# Selected excerpt
+-------+
My job was to protect America
But Trump made it hard: Ex-official
Everything we saw during the first presidential debate is indicative of how President Donald Trump behaves in the White House. His business model is chaos. He has no organization, no leadership, and sees every interaction as a contest or a battle, even when it doesn’t have to be. Chris Wallace now knows how so many administration staffers feel — and how I felt when the president got in the way of me doing my job. He is dangerous for our country.
I served as the assistant secretary of Homeland Security for Counterterrorism and Threat Prevention, and my job was to help keep Americans safe from terrorist attacks. My time in office coincided with a dramatic rise in white nationalist violence, but my colleagues and I couldn’t get the president to help address the problem.
At the debate, America saw what I saw in the administration: Trump refuses to distance himself from white nationalists. I realized after watching the White House response to the terrorist attack in El Paso that his rhetoric was a recruitment tool for violent extremist groups. The president bears some responsibility for the deaths of Americans at the hands of these violent extremists.
+-------+
# Task to complete
Reproduce verbatim the part of the op-ed on Homeland Security from "My job was to protect" up to and including "for our country.". The listing is not needed for any of this work.

# Provided data
+-------+
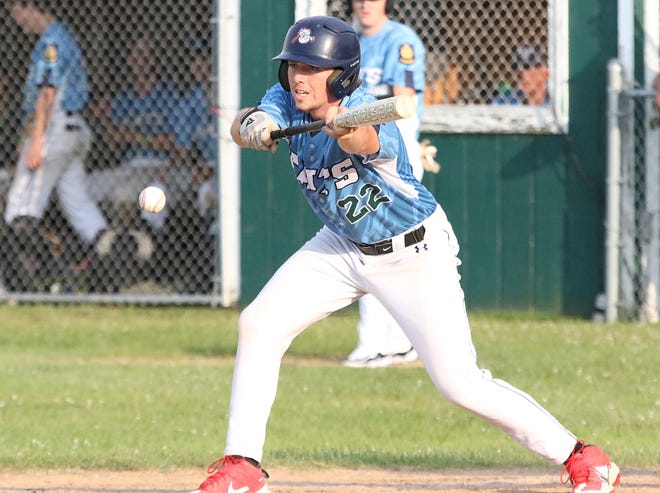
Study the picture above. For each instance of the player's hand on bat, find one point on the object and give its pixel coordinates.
+-------+
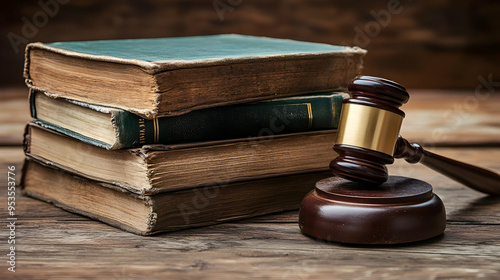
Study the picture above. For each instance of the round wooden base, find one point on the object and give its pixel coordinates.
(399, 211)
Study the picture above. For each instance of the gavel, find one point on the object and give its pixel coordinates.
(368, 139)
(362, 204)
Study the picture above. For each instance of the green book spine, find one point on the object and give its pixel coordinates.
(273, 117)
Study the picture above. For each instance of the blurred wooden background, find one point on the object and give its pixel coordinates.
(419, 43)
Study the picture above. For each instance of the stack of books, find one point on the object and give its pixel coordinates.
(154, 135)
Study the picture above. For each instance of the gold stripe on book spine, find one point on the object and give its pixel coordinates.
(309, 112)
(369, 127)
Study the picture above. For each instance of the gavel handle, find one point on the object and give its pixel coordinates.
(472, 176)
+-------+
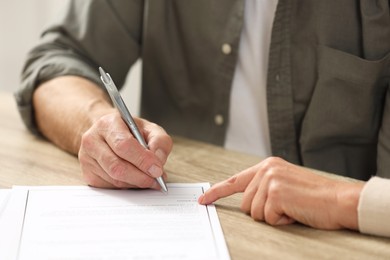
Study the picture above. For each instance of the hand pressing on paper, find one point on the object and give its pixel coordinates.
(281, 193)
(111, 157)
+-------+
# Output for this exercise
My job was to protect America
But Trump made it hard: Ex-official
Everything we saw during the first presidential debate is indicative of how President Donald Trump behaves in the White House. His business model is chaos. He has no organization, no leadership, and sees every interaction as a contest or a battle, even when it doesn’t have to be. Chris Wallace now knows how so many administration staffers feel — and how I felt when the president got in the way of me doing my job. He is dangerous for our country.